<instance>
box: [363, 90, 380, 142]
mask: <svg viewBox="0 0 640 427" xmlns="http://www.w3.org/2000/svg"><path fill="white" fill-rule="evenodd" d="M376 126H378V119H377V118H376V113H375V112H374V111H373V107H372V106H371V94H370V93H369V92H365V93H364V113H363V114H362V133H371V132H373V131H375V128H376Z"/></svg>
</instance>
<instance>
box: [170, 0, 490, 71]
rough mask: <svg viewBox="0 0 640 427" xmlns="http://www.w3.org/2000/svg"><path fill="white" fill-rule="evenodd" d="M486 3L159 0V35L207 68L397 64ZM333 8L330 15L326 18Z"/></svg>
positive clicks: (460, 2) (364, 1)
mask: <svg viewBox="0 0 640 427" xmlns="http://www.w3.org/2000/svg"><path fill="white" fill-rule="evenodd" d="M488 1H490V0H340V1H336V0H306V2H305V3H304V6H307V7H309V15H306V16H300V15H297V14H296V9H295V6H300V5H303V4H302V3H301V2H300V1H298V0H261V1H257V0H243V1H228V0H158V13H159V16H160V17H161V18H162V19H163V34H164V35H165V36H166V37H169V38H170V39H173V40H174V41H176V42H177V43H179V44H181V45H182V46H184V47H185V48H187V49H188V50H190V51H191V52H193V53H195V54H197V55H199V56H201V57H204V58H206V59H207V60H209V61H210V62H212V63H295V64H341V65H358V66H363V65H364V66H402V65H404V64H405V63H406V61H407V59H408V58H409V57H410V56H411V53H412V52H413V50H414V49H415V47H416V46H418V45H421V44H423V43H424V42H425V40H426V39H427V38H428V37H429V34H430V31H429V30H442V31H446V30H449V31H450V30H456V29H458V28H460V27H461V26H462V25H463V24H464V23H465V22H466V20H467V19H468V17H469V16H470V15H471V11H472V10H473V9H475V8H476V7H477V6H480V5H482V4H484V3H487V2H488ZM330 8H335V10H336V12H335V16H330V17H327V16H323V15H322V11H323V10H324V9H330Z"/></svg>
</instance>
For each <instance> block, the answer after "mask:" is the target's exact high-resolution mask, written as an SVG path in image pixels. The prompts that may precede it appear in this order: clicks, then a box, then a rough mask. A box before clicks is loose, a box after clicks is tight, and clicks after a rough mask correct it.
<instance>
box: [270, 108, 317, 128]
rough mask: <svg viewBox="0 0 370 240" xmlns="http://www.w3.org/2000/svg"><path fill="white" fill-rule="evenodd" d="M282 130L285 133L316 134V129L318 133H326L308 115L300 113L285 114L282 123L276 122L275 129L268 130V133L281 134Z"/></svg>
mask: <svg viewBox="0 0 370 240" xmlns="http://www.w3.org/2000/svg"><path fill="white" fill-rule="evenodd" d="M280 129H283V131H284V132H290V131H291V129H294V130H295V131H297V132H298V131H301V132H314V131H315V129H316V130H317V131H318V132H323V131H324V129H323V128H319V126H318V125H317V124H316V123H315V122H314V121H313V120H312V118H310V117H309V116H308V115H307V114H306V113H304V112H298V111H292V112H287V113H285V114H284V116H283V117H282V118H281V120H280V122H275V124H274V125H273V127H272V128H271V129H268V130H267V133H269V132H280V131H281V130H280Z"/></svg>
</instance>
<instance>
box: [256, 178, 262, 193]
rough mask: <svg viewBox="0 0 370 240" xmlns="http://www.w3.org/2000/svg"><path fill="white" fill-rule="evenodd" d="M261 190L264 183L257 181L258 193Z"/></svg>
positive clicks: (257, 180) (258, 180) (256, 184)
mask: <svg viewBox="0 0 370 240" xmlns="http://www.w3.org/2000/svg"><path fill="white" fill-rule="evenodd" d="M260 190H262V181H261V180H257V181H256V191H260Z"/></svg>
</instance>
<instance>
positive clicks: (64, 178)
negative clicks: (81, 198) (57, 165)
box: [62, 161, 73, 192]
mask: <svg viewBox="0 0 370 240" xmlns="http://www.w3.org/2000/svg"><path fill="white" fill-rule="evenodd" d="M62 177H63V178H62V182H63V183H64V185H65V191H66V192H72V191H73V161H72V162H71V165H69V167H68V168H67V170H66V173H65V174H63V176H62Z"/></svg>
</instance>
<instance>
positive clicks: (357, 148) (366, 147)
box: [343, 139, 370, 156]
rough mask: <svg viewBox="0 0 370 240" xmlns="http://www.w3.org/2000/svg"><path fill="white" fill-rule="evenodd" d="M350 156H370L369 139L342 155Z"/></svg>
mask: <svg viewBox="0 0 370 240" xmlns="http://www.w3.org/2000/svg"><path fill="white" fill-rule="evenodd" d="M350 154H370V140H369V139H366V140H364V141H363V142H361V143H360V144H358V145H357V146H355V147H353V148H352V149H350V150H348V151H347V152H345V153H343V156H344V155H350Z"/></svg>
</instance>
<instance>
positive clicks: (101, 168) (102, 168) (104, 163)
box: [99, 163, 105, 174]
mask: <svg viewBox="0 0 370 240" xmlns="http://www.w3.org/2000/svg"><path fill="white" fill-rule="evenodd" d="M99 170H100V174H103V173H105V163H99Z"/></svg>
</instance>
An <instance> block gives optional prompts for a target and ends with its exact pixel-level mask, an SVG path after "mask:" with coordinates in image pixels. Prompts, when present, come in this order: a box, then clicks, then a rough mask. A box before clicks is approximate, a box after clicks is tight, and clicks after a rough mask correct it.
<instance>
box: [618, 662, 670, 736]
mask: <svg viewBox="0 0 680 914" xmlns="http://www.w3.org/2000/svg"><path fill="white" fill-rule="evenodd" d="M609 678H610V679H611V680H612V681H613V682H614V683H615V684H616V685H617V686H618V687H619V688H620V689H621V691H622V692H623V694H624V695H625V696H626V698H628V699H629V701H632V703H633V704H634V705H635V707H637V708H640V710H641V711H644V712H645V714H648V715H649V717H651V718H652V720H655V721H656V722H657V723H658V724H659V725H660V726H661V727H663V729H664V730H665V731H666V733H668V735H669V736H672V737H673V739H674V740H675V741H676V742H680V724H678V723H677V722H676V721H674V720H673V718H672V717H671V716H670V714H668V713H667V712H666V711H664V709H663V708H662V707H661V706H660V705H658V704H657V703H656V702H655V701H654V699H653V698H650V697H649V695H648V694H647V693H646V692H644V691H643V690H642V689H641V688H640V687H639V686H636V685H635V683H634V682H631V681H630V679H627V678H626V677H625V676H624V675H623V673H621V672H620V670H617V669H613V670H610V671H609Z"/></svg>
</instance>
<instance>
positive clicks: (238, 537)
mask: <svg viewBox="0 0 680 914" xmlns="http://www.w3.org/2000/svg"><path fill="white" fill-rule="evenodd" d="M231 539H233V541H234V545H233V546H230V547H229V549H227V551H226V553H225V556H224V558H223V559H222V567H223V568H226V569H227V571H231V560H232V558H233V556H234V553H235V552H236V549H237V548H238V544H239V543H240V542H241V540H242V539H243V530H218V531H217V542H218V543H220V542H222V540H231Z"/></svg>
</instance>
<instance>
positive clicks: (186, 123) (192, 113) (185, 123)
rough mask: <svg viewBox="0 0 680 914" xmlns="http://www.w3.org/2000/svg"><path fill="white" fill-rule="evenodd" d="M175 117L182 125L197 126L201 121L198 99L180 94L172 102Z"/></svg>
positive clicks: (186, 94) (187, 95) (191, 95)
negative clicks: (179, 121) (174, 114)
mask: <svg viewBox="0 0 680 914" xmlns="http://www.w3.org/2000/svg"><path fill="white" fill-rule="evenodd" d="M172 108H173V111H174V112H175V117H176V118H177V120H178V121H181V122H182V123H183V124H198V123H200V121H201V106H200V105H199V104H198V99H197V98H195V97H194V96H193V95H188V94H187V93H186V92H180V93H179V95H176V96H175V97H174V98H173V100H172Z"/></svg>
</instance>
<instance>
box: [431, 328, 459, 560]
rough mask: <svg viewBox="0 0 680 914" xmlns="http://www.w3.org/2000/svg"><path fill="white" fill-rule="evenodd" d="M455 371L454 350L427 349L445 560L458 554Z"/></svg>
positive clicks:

+===+

● **Work to complete**
Starting from the line that contains "positive clicks: (186, 123)", reproduce each line of the data exactly through the last one.

● **Answer box**
positive clicks: (186, 123) (192, 113) (185, 123)
rough mask: <svg viewBox="0 0 680 914" xmlns="http://www.w3.org/2000/svg"><path fill="white" fill-rule="evenodd" d="M175 117L182 125L197 126L201 121L198 99L180 94L172 102Z"/></svg>
positive clicks: (186, 94) (187, 95) (191, 95)
negative clicks: (179, 121) (174, 114)
mask: <svg viewBox="0 0 680 914" xmlns="http://www.w3.org/2000/svg"><path fill="white" fill-rule="evenodd" d="M172 108H173V111H174V112H175V117H176V118H177V120H178V121H181V122H182V123H183V124H198V123H200V121H201V106H200V105H199V104H198V99H197V98H195V97H194V96H193V95H188V94H187V93H186V92H180V93H179V95H176V96H175V97H174V98H173V100H172Z"/></svg>
</instance>
<instance>
box: [431, 328, 459, 560]
rough mask: <svg viewBox="0 0 680 914" xmlns="http://www.w3.org/2000/svg"><path fill="white" fill-rule="evenodd" d="M455 371L454 350L427 349L445 560L458 554Z"/></svg>
positive clicks:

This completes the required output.